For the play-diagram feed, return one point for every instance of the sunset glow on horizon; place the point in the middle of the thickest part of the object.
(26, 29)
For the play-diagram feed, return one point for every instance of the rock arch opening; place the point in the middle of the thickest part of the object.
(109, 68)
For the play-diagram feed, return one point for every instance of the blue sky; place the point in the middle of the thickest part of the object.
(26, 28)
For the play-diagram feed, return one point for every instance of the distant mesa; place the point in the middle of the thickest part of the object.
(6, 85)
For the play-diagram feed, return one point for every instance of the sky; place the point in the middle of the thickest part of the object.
---+---
§ Task objective
Rewrite every line of the listing with "thickest part" switched to "widest part", leaving everything else unchanged.

§ Task result
For the play-diagram feed, return one point for every instance of the sunset glow on horizon; place the point in the middle of the widest part of the object.
(26, 29)
For the play-diagram feed, return one point for every instance of the rock arch opening; place the point in the middle of the widest part of the object.
(109, 68)
For the play-diagram feed, return one point for every instance of the blue sky; place the point in the middle of the widest part of the object.
(26, 28)
For the play-diagram feed, return one point for every instance of the distant mesa; place the point in the middle of the widest part of the object.
(6, 85)
For the play-diagram feed, return one point for every instance of the sky; place the point in the middle of the widest part of the object.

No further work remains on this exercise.